[Opening EXERCISE MATERIALS section]
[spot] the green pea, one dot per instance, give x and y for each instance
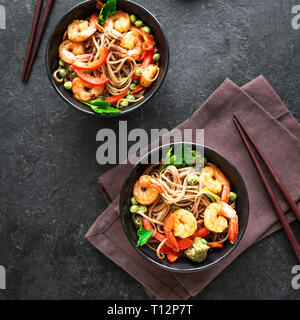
(133, 201)
(62, 73)
(130, 97)
(147, 29)
(138, 72)
(139, 23)
(68, 85)
(142, 209)
(156, 56)
(124, 103)
(138, 221)
(133, 18)
(134, 209)
(232, 196)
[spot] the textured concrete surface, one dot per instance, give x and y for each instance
(48, 167)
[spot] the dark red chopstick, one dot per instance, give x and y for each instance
(43, 24)
(37, 14)
(273, 173)
(280, 213)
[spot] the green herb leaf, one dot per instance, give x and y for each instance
(103, 109)
(109, 8)
(167, 160)
(144, 236)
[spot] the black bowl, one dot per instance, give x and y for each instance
(85, 9)
(185, 265)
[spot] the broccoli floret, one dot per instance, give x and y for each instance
(198, 251)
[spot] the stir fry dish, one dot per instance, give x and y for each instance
(108, 60)
(184, 209)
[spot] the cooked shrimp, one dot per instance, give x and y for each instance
(80, 30)
(148, 75)
(117, 24)
(214, 179)
(68, 51)
(216, 216)
(133, 42)
(146, 190)
(180, 223)
(85, 92)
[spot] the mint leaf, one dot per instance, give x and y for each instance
(109, 8)
(144, 236)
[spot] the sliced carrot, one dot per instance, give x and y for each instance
(137, 89)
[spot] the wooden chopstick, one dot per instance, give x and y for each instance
(37, 14)
(280, 213)
(43, 24)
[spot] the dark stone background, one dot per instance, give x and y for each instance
(48, 169)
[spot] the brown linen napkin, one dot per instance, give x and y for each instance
(276, 132)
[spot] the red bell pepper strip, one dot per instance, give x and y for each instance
(215, 245)
(99, 4)
(137, 89)
(115, 99)
(135, 77)
(147, 59)
(202, 232)
(182, 243)
(93, 81)
(172, 257)
(94, 65)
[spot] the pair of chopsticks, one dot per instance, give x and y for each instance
(246, 135)
(34, 42)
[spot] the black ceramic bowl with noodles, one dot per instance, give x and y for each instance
(84, 10)
(182, 264)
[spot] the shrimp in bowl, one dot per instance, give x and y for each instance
(184, 220)
(112, 48)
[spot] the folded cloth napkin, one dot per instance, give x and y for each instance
(276, 132)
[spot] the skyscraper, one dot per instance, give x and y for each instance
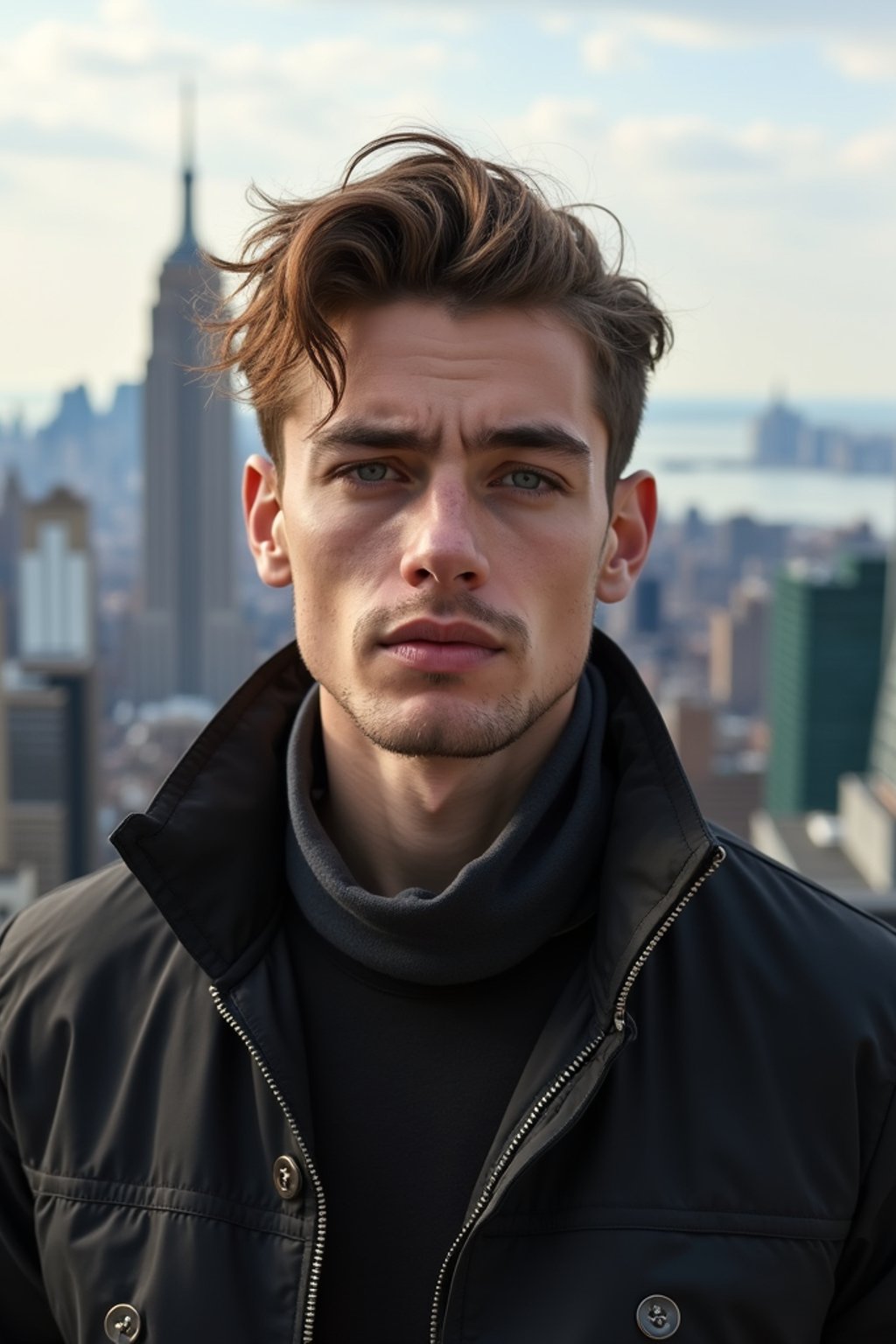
[Closing EXERCISE MATERIALS section]
AIM OF THE TASK: The full listing above, duplicated exactly and without its pictures, is the answer.

SOLUTION FOR THIS EXERCISE:
[spot] the green pea, one dot per instance, give x and y for each instance
(133, 201)
(62, 73)
(130, 97)
(147, 29)
(138, 72)
(139, 23)
(68, 85)
(142, 209)
(156, 56)
(124, 103)
(138, 221)
(133, 18)
(134, 209)
(232, 196)
[spot] the textured concrete surface, one dot per instance, give x and y for each instance
(48, 167)
[spot] the dark red chopstick, one dot per instance, give x and y for each instance
(43, 24)
(37, 14)
(273, 173)
(280, 213)
[spot] the green herb leaf, one dot per instance, give x and y for each instance
(103, 109)
(109, 8)
(167, 160)
(144, 236)
[spot] the black bowl, one dot per instance, give x and y for each instance
(85, 9)
(185, 265)
[spot] the broccoli floret, one dot per instance, give x and y for each instance
(198, 251)
[spot] the stir fry dish, one dot per instance, give x and y for each instance
(108, 60)
(184, 209)
[spot] the cooked shrimp, one dot per instance, give x and y for each instance
(80, 30)
(148, 75)
(117, 24)
(214, 179)
(68, 51)
(216, 216)
(133, 42)
(146, 190)
(180, 223)
(85, 92)
[spot] the mint leaf, one dot per instance, give x and y for each instance
(109, 8)
(144, 236)
[spot] the sliced carrot, one dot per instance, give x and y for each instance
(137, 89)
[spot] the wooden chopstick, one dot per instance, give x and y for each instance
(37, 14)
(280, 213)
(43, 24)
[spot] the dark stone background, one dot per instance, give x and y for each instance
(48, 169)
[spot] the brown linen napkin, one dot per instance, give x and y for each instance
(276, 132)
[spot] the red bell pepper strip, one dot per instance, give x and y for each instance
(215, 245)
(99, 4)
(137, 89)
(115, 99)
(135, 77)
(147, 59)
(202, 232)
(182, 243)
(93, 81)
(172, 257)
(94, 65)
[spot] the pair of chopsticks, one dot per instance, give x and y for each instance
(246, 135)
(34, 42)
[spot] the black ceramic bowl with noodles, one dot per instance, give x and y for each instance
(84, 10)
(182, 264)
[spot] the shrimp in bowl, one dot per instance, give x and y for each instance
(184, 220)
(112, 48)
[spot] the folded cloth napkin, one dot per instance, give x and y for each instance
(276, 132)
[spot] the skyscraper, one dot per instance, give x and y for each instance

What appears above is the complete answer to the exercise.